→ Your objective:
Can you quote all of the material below verbatim, leaving out the pictures?

→ Recorded data:
== == ==

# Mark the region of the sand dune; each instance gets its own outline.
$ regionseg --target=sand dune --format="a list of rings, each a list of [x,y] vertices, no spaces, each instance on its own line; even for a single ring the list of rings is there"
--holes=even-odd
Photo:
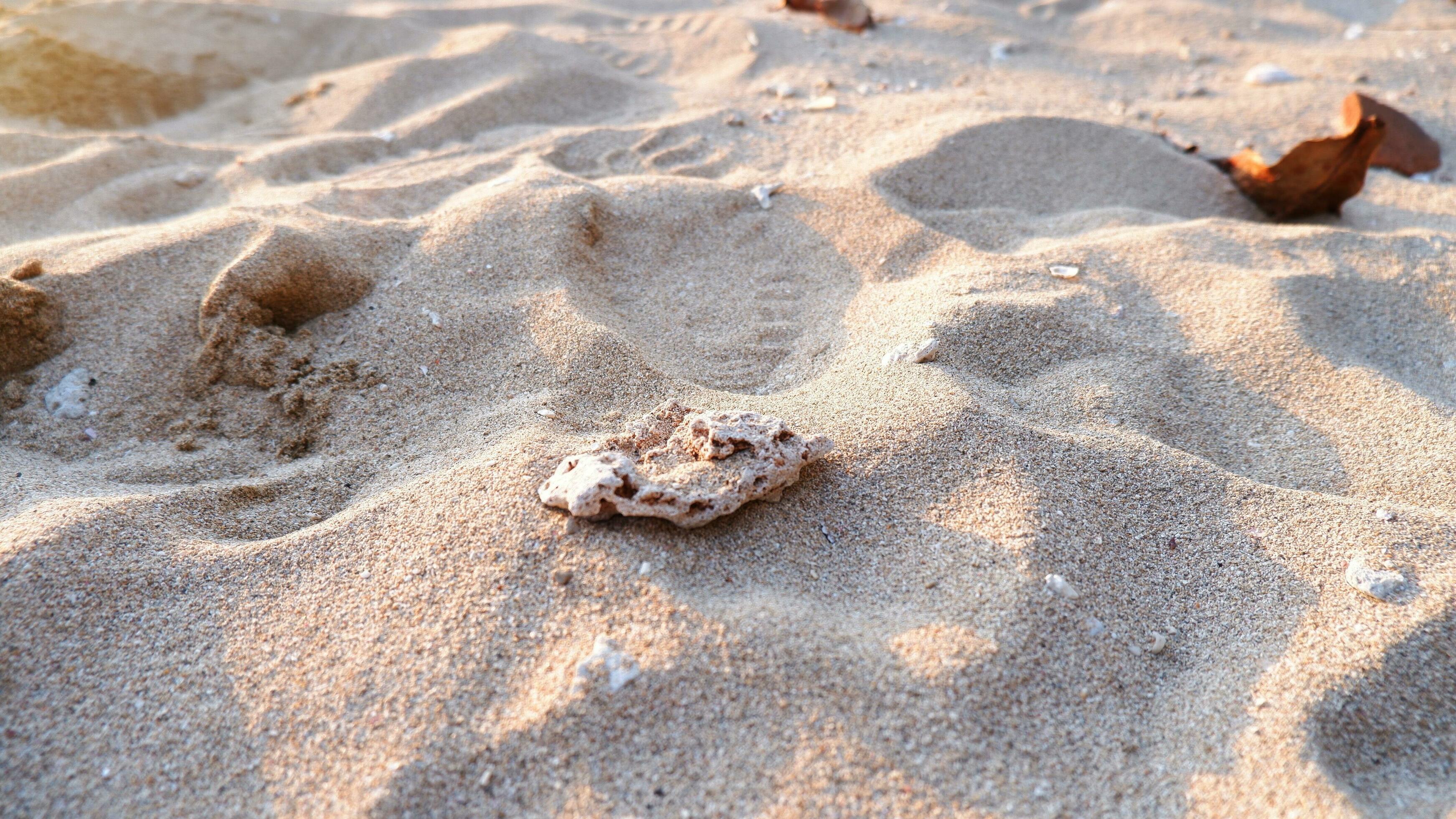
[[[1456,7],[875,12],[6,10],[0,813],[1452,816],[1456,178],[1203,157]],[[667,399],[834,450],[540,503]]]

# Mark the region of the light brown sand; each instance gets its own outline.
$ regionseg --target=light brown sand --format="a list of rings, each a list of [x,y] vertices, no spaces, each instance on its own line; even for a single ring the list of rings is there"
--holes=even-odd
[[[7,12],[0,813],[1452,816],[1453,175],[1273,224],[1153,133],[1450,153],[1456,6],[1053,9]],[[667,398],[837,449],[539,503]]]

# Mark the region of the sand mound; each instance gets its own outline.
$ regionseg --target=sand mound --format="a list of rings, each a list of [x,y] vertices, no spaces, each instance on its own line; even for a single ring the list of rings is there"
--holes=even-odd
[[[202,299],[199,376],[262,389],[307,376],[313,338],[303,325],[354,305],[373,287],[361,251],[341,251],[290,224],[265,227]]]
[[[965,128],[884,172],[878,185],[917,211],[1125,207],[1184,219],[1251,213],[1213,166],[1152,134],[1045,117]]]
[[[36,32],[0,38],[0,108],[83,128],[119,128],[202,103],[204,83],[82,51]]]
[[[60,305],[13,273],[0,277],[0,380],[54,356],[60,335]]]

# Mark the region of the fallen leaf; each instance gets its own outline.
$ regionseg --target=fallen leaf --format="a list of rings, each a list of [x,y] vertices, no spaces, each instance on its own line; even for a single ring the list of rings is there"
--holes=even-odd
[[[783,0],[786,9],[817,12],[831,25],[846,31],[865,31],[875,25],[869,6],[860,0]]]
[[[1441,146],[1423,131],[1415,119],[1360,92],[1351,92],[1342,109],[1345,127],[1354,128],[1356,122],[1366,117],[1379,117],[1385,122],[1385,141],[1376,149],[1370,165],[1389,168],[1406,176],[1441,166]]]
[[[1211,162],[1274,219],[1340,213],[1340,205],[1364,187],[1385,131],[1385,122],[1367,117],[1342,137],[1299,143],[1274,165],[1265,165],[1254,149]]]

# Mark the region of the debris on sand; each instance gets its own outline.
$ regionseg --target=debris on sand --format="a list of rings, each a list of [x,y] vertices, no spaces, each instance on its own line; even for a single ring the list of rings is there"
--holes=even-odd
[[[84,418],[90,383],[90,373],[82,367],[66,373],[58,385],[45,392],[45,411],[57,418]]]
[[[759,412],[702,412],[676,401],[561,462],[537,494],[577,517],[662,517],[702,526],[740,506],[778,500],[833,447]]]
[[[933,361],[936,356],[941,354],[941,340],[926,338],[925,341],[906,341],[904,344],[895,344],[885,353],[885,357],[879,360],[879,364],[890,367],[894,364],[923,364],[926,361]]]
[[[638,667],[636,657],[623,651],[606,634],[598,634],[591,646],[591,653],[577,663],[577,679],[572,682],[572,688],[601,685],[603,678],[606,678],[607,689],[616,694],[641,675],[642,669]]]
[[[1385,138],[1374,149],[1370,165],[1389,168],[1396,173],[1415,176],[1430,173],[1441,166],[1441,146],[1425,133],[1415,119],[1401,111],[1370,99],[1360,92],[1351,92],[1340,111],[1345,128],[1354,130],[1367,117],[1385,122]]]
[[[1067,579],[1060,574],[1048,574],[1045,586],[1047,592],[1051,592],[1063,600],[1076,600],[1082,596],[1082,592],[1077,592],[1076,587],[1067,583]]]
[[[748,192],[753,194],[753,198],[759,200],[759,207],[761,207],[763,210],[769,210],[770,207],[773,207],[773,200],[770,200],[769,197],[779,192],[779,188],[782,187],[783,182],[769,182],[767,185],[754,185],[753,189]]]
[[[869,6],[860,0],[783,0],[783,7],[795,12],[817,12],[830,25],[860,32],[875,25]]]
[[[1281,83],[1291,83],[1297,79],[1299,77],[1274,63],[1259,63],[1243,74],[1243,82],[1251,86],[1277,86]]]
[[[1405,576],[1372,568],[1364,555],[1358,555],[1345,567],[1345,583],[1370,599],[1390,603],[1405,589]]]
[[[1265,165],[1254,149],[1213,163],[1277,220],[1340,213],[1340,205],[1364,188],[1366,169],[1385,131],[1383,121],[1367,117],[1342,137],[1299,143],[1274,165]]]

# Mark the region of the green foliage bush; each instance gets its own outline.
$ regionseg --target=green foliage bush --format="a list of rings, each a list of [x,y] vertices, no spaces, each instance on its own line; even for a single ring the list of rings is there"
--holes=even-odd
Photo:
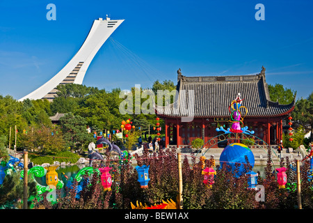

== == ==

→ The answer:
# Mark the region of the sand dune; each instance gets its own outline.
$ regionseg --target=sand dune --format="a list of rings, each a list of [x,y] vertices, no spaces, each instance on its own line; even for a single ring the list of rings is there"
--holes=even-odd
Photo:
[[[1456,7],[875,12],[6,10],[0,813],[1452,816],[1456,178],[1203,157]],[[667,399],[834,450],[540,503]]]

# Mark the region of the light brown sand; each instance gets its own outline.
$ regionseg --target=light brown sand --format="a list of rings, each a list of [x,y] vertices, no spaces, each instance on its own line; even for a single ring the list of rings is there"
--holes=even-odd
[[[7,12],[0,813],[1452,816],[1453,175],[1273,224],[1153,133],[1450,153],[1456,6],[1053,9]],[[667,398],[837,449],[539,503]]]

# Mark the region of the sand mound; each instance gets its own outline.
$ regionseg --target=sand mound --format="a list of rings, each a list of [x,y] vertices, no spaces, each instance on its own line; even for a single ring the list of rings is there"
--holes=even-odd
[[[202,299],[199,376],[262,389],[307,376],[313,338],[303,325],[354,305],[373,287],[361,251],[341,251],[290,224],[265,227]]]
[[[965,128],[884,172],[878,185],[917,211],[1125,207],[1184,219],[1251,213],[1213,166],[1152,134],[1045,117]]]
[[[36,32],[0,38],[0,108],[83,128],[119,128],[202,103],[204,83],[82,51]]]
[[[60,305],[13,273],[0,277],[0,380],[54,356],[60,335]]]

# Mark the region of the fallen leaf; each instance gets its own outline.
$ regionseg --target=fallen leaf --format="a list of rings, each a list of [x,y] vertices, no spaces, each instance on its own line; even for a single ring the list of rings is there"
--holes=even-odd
[[[783,0],[786,9],[817,12],[831,25],[846,31],[865,31],[875,25],[869,6],[860,0]]]
[[[1441,146],[1423,131],[1415,119],[1360,92],[1351,92],[1342,109],[1345,127],[1354,128],[1356,122],[1366,117],[1379,117],[1385,122],[1385,141],[1376,149],[1370,165],[1389,168],[1406,176],[1441,166]]]
[[[1211,162],[1274,219],[1340,213],[1340,205],[1364,187],[1385,131],[1385,122],[1367,117],[1342,137],[1299,143],[1274,165],[1265,165],[1254,149]]]

# Mark the region of the debris on sand; each instance gets its own outline.
$ regionseg --target=debris on sand --format="a list of rings, each a list of [x,y] vertices, no spaces, each instance on its own line; even for a single ring the list of rings is there"
--holes=even-odd
[[[84,418],[90,383],[90,373],[82,367],[66,373],[58,385],[45,392],[45,411],[57,418]]]
[[[759,412],[702,412],[676,401],[561,462],[537,494],[577,517],[662,517],[702,526],[740,506],[778,500],[833,447]]]
[[[933,361],[936,356],[941,354],[941,340],[926,338],[925,341],[906,341],[904,344],[895,344],[885,353],[885,357],[879,360],[879,364],[890,367],[894,364],[923,364],[926,361]]]
[[[638,667],[636,657],[623,651],[606,634],[598,634],[591,646],[591,653],[577,663],[577,679],[572,682],[572,688],[601,685],[603,678],[606,678],[607,689],[616,694],[641,675],[642,669]]]
[[[1385,138],[1374,149],[1370,165],[1389,168],[1396,173],[1415,176],[1430,173],[1441,166],[1441,146],[1425,133],[1415,119],[1401,111],[1370,99],[1360,92],[1351,92],[1340,111],[1345,128],[1354,130],[1367,117],[1385,122]]]
[[[1067,579],[1060,574],[1048,574],[1045,586],[1047,592],[1051,592],[1063,600],[1076,600],[1082,596],[1082,592],[1077,592],[1076,587],[1067,583]]]
[[[748,192],[753,194],[753,198],[759,200],[759,207],[761,207],[763,210],[769,210],[770,207],[773,207],[773,200],[770,200],[769,197],[779,192],[779,188],[782,187],[783,182],[769,182],[767,185],[754,185],[753,189]]]
[[[869,6],[860,0],[783,0],[783,7],[795,12],[817,12],[830,25],[860,32],[875,25]]]
[[[1281,83],[1291,83],[1297,79],[1299,77],[1274,63],[1259,63],[1243,74],[1243,82],[1251,86],[1277,86]]]
[[[1405,576],[1372,568],[1364,555],[1358,555],[1345,567],[1345,583],[1370,599],[1390,603],[1405,589]]]
[[[1265,165],[1254,149],[1213,163],[1277,220],[1340,213],[1340,205],[1364,188],[1366,169],[1385,131],[1383,121],[1367,117],[1342,137],[1299,143],[1274,165]]]

# Mark the region of the green foliage bush; each instance gets its own outline.
$ regionseg --target=green foliage bush --format="a list of rings, each a list of [x,y] vertices, no spaces, each instance on its own line; even for a single ring the list of rings is there"
--holes=even-odd
Photo:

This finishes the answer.